> _Text extract_:
━━━━━━━━

Allocators: cross-thread order pipeline

A market-data thread hands off 64-byte Orders to a risk thread. The risk thread frees them after checking positions, limits, and velocity. This is the pattern every real trading system uses, and it is the one that breaks naïve thread-local pool allocators (those whose pool can only return memory on the allocating thread) — the free happens on a different thread from the alloc.

The thesis

In a cross-thread trading pipeline, the allocator design is a derivative of the threading model. Malloc's median is fine; its tail drifts under background heap pressure — other subsystems sharing the heap, fragmentation accumulating, arena locks contending. The size of that drift depends on topology: modest (~1.15–1.3× p99.9) when producer and consumer share a CCX, substantial (~2.3–2.5×) when they don't.

This post measures three strategies for the cross-thread free pattern: the baseline that most real systems actually ship, and two honest domain-specific designs. The result that survives contact with the data isn't the one the design discussion would lead you to expect: the bump-pointer arena's theoretical fast-path advantage doesn't materialise against the freelist's amortised return queue, and the gap between the pool variants and new/delete is much smaller on same-CCX than the design framing implies.

Setup

The Order struct

struct alignas(64) Order {
    uint64_t ts_create_tsc;  // TSC at producer construction
    uint64_t seq;
    int64_t  price;
    int32_t  qty;
    uint32_t client_id;
    uint32_t symbol_id;
    uint32_t risk_seq;
    Side     side;
    uint8_t  arena_idx;      // used by variant 3; zero otherwise
    uint8_t  _pad[18];
};
static_assert(sizeof(Order)  == 64);
static_assert(alignof(Order) == 64);

Fixed 64 B, exactly one cache line. The size is representative of an internal order representation — production orders carry variable-length FIX fields, but the allocator story is independent of payload contents.

Three variants

cross-thread-malloc — baseline. new Order on the producer, delete on the consumer. No domain-specific allocator. Every real system starts here.

━━━━━━━━

> _Excerpts of labeled region data_:
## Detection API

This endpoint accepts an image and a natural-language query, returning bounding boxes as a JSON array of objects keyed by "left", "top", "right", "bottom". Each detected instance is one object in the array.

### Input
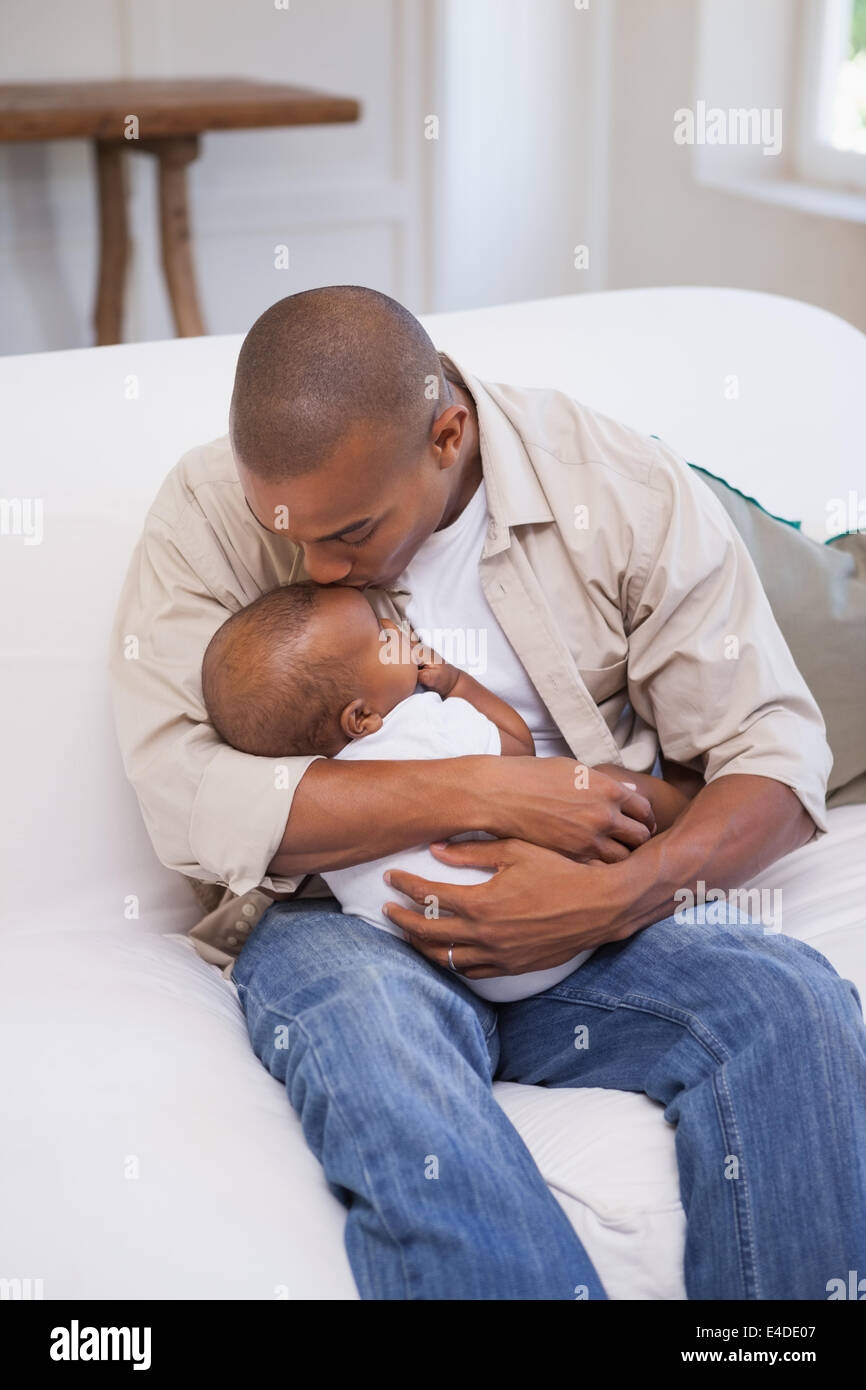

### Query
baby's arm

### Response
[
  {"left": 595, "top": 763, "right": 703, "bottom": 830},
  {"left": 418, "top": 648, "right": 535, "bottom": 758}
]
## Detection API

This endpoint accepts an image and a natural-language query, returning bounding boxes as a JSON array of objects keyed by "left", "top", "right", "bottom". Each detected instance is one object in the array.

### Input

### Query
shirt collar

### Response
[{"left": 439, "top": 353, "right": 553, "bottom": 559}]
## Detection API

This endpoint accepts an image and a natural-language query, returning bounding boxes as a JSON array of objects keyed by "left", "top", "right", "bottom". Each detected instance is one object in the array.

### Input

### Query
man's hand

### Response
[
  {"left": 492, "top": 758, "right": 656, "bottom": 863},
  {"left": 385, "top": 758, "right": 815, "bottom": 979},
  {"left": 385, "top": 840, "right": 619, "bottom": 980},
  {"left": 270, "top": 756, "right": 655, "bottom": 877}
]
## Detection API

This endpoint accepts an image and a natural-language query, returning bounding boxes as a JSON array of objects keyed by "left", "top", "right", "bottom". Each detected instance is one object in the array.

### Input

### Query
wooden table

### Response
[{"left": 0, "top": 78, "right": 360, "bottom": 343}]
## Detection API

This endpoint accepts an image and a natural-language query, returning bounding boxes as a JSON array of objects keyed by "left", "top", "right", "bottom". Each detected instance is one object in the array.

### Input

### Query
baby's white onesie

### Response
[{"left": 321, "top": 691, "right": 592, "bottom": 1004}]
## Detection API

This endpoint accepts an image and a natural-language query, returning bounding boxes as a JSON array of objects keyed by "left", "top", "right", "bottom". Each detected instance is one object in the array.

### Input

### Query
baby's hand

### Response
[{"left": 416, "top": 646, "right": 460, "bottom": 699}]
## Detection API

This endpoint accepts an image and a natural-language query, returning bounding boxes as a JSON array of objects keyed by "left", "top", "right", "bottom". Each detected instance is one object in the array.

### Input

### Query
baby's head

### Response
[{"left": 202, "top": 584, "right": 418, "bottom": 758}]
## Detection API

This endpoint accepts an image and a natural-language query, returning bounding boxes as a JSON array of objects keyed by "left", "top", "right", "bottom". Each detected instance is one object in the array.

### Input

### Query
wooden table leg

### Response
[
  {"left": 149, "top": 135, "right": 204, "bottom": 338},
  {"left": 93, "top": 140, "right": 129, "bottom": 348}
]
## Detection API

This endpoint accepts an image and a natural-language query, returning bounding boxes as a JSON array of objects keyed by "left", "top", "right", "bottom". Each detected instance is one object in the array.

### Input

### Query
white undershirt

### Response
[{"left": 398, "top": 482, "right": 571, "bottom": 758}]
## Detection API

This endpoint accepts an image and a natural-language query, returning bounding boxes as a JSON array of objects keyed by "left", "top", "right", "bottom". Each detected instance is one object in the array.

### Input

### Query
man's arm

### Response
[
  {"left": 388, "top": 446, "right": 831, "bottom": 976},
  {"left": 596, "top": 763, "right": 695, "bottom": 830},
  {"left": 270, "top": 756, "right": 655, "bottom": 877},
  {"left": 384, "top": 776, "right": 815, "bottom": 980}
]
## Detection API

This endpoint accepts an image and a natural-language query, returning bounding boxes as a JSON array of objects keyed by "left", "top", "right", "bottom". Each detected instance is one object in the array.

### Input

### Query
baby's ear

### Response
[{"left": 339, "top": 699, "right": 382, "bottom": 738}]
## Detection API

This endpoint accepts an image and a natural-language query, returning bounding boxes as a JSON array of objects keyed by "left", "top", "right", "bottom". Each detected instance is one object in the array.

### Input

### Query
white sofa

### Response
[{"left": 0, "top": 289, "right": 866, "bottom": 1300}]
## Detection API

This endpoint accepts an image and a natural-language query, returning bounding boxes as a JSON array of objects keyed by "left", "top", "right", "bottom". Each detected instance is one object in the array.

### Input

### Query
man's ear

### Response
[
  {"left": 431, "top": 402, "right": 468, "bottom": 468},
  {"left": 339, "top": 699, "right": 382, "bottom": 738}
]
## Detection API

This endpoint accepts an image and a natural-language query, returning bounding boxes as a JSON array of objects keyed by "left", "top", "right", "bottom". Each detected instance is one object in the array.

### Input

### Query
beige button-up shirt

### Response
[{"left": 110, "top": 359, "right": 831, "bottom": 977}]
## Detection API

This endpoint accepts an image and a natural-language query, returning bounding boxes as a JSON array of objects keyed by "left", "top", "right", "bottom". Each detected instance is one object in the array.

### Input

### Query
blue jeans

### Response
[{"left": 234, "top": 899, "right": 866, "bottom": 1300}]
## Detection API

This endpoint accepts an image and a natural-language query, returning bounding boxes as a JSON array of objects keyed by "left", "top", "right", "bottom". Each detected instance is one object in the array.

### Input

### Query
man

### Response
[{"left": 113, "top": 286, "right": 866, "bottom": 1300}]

━━━━━━━━

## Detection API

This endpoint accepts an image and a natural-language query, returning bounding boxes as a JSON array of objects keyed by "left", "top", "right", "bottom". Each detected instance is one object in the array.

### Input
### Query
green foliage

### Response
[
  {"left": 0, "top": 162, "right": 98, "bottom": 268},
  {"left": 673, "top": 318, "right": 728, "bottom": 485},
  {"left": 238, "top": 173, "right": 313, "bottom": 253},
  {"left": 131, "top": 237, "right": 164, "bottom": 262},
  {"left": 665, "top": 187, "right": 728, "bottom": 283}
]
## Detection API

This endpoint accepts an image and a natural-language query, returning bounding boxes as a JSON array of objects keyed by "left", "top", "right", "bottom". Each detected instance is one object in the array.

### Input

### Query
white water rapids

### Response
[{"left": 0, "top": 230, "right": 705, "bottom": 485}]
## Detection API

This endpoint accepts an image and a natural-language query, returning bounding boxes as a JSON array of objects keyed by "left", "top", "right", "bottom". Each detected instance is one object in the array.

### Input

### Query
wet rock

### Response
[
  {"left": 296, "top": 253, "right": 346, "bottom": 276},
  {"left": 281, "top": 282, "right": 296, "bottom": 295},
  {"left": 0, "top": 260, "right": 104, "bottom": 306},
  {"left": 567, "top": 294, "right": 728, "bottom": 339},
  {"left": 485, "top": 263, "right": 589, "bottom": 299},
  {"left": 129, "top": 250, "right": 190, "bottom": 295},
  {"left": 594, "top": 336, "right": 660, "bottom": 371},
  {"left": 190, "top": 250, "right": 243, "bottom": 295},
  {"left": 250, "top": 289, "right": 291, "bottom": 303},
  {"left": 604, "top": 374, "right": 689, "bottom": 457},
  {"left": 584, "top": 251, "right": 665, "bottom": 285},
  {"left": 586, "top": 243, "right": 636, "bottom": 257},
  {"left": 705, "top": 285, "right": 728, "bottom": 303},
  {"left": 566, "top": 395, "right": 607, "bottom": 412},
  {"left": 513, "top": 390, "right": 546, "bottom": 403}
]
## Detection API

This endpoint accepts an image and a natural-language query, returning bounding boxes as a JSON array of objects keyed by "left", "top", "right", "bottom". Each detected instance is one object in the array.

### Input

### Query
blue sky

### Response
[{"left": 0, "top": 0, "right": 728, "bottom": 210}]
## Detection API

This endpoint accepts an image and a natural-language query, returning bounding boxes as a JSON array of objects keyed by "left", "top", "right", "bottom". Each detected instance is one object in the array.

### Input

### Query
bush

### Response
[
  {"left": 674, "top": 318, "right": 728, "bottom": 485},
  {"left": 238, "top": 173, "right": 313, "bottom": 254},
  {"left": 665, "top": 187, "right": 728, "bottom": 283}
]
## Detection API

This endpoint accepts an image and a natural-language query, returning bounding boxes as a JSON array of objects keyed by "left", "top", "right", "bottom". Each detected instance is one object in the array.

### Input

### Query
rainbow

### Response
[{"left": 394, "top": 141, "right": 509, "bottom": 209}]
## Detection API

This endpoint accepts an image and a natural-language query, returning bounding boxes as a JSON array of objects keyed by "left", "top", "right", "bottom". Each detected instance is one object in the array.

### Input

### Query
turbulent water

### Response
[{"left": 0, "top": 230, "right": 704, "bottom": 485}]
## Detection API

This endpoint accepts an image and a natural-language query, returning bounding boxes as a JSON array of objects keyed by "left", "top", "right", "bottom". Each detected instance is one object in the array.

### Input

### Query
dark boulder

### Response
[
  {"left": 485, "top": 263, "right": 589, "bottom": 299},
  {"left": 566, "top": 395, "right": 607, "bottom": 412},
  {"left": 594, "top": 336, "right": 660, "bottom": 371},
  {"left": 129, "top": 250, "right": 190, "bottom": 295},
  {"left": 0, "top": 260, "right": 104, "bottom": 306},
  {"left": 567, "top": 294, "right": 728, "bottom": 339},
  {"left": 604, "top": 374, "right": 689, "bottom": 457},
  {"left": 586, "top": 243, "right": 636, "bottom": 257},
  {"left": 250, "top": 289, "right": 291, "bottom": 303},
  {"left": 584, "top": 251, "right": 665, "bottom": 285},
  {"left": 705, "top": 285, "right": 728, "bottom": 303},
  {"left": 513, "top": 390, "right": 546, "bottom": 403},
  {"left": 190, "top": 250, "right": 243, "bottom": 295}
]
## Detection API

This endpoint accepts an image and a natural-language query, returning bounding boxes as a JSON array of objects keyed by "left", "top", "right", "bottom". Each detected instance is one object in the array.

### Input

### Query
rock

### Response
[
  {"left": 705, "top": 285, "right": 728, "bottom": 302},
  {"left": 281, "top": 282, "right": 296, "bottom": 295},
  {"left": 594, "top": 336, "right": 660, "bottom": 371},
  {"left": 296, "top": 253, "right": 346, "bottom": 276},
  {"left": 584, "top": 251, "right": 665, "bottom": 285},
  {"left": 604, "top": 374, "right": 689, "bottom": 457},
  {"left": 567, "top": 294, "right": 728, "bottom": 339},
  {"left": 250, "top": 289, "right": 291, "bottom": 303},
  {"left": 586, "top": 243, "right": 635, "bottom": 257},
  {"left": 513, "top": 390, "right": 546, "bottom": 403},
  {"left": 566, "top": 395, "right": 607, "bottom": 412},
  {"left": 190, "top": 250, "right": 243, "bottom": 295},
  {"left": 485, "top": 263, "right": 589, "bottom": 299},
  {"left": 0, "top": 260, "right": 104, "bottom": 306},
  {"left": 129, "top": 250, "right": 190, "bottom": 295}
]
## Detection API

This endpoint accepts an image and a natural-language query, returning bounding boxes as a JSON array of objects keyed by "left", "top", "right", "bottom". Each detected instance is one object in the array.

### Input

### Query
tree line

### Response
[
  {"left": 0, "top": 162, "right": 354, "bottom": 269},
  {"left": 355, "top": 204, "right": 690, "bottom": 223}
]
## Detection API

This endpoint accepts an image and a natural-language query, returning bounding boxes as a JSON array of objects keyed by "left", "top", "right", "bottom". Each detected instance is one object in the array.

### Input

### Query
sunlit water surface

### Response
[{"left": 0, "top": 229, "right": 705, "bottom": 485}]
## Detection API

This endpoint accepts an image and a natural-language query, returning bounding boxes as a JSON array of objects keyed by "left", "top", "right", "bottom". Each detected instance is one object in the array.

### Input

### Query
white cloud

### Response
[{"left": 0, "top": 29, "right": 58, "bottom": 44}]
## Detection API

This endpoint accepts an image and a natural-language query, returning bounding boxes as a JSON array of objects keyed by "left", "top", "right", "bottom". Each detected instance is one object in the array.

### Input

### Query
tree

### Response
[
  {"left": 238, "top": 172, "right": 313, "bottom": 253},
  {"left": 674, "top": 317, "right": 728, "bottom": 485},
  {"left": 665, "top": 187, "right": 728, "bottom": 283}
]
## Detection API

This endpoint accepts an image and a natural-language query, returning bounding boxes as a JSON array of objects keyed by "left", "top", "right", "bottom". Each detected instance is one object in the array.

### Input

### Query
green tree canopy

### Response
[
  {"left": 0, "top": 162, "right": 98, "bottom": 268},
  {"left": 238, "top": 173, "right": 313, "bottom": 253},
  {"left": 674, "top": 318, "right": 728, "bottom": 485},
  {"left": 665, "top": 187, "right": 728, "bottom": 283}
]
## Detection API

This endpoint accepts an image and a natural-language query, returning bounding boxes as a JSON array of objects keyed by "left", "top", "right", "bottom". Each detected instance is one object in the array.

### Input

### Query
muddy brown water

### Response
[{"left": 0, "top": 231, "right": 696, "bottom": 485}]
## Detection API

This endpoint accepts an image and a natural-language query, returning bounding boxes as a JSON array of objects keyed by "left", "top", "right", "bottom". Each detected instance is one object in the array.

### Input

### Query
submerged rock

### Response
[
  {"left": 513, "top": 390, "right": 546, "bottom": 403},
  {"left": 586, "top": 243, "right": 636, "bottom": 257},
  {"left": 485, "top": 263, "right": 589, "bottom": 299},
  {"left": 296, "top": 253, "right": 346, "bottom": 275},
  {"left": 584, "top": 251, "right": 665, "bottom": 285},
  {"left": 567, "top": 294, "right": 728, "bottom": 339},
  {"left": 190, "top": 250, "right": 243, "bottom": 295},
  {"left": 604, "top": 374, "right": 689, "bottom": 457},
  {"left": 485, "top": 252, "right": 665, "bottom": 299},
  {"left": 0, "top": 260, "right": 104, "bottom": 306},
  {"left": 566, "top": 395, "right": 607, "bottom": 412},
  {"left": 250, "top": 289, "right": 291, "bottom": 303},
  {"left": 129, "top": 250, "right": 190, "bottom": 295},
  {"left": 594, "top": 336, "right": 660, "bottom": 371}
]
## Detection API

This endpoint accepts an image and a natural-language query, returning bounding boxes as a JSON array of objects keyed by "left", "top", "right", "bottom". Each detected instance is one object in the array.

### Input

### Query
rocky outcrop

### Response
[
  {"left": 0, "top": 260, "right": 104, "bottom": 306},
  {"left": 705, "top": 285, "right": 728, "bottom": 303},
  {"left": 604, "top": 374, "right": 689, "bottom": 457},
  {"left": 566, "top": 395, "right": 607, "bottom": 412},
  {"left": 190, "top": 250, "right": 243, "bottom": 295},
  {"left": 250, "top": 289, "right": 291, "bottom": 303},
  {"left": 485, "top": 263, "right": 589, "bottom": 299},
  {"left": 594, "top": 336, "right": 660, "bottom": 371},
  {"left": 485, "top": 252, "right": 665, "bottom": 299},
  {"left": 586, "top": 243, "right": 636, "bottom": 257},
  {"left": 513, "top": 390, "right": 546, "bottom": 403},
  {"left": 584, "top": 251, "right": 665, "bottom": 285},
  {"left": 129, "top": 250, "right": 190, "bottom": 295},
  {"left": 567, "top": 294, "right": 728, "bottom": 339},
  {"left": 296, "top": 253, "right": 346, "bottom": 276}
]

━━━━━━━━

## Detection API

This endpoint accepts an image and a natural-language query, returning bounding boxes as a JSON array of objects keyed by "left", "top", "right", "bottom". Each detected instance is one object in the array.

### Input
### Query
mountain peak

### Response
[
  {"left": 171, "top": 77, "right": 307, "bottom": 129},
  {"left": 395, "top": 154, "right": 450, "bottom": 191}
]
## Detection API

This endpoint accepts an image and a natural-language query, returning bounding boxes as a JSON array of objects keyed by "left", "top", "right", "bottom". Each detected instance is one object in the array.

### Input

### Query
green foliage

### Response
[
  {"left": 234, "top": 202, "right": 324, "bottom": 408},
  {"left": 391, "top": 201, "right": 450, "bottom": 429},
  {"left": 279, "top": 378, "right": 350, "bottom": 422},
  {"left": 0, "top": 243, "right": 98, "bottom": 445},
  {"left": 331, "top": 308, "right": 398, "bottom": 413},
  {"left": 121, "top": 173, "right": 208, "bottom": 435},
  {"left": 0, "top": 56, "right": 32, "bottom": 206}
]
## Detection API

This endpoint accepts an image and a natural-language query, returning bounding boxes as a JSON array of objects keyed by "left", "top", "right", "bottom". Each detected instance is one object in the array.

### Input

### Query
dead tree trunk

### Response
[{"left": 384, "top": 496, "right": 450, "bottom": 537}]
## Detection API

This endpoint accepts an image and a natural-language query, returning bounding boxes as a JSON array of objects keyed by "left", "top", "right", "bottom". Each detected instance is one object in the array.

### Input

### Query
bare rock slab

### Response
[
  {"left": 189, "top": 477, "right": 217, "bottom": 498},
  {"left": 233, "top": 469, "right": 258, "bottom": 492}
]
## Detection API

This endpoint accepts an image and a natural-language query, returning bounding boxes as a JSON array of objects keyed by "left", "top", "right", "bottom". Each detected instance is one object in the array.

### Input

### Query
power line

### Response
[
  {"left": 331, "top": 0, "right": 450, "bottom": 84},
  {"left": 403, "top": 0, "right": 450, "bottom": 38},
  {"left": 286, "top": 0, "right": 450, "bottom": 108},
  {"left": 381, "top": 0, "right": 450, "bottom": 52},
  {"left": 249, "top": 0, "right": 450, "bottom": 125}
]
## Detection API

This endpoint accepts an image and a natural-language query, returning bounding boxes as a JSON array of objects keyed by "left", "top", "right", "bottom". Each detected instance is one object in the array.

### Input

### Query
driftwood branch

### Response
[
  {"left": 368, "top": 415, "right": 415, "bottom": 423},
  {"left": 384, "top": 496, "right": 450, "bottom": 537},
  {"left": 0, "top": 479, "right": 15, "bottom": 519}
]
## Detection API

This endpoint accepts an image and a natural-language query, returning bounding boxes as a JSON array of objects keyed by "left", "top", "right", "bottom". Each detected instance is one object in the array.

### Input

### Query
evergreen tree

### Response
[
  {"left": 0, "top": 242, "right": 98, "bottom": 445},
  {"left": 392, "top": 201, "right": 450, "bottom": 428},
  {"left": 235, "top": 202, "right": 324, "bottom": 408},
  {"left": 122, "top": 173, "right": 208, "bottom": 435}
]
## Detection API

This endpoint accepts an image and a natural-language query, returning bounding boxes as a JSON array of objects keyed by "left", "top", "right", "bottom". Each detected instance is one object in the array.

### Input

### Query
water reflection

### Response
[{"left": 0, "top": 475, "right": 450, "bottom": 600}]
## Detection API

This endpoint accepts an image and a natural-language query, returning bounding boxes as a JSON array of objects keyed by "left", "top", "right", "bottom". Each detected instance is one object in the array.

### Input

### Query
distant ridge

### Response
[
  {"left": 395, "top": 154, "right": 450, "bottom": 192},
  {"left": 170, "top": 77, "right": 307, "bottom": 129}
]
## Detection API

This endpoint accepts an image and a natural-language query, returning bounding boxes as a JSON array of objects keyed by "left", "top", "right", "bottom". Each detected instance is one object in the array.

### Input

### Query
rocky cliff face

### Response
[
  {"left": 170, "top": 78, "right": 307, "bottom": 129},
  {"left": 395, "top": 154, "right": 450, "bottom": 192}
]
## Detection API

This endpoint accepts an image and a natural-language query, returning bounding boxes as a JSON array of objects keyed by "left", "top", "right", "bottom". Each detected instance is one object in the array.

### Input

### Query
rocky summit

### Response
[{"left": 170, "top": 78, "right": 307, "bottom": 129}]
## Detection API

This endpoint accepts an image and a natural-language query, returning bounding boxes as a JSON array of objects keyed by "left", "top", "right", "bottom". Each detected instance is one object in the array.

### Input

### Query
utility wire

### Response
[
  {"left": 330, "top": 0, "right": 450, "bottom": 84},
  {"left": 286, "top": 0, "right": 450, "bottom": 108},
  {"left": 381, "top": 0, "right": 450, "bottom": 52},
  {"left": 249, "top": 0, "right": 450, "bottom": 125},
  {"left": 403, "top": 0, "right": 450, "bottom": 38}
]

━━━━━━━━

> _Problem requirements_:
Reproduce word for word the stretch of the allocator post from "Fixed 64 B, exactly" through "of payload contents.".

> _Response to this exercise_:
Fixed 64 B, exactly one cache line. The size is representative of an internal order representation — production orders carry variable-length FIX fields, but the allocator story is independent of payload contents.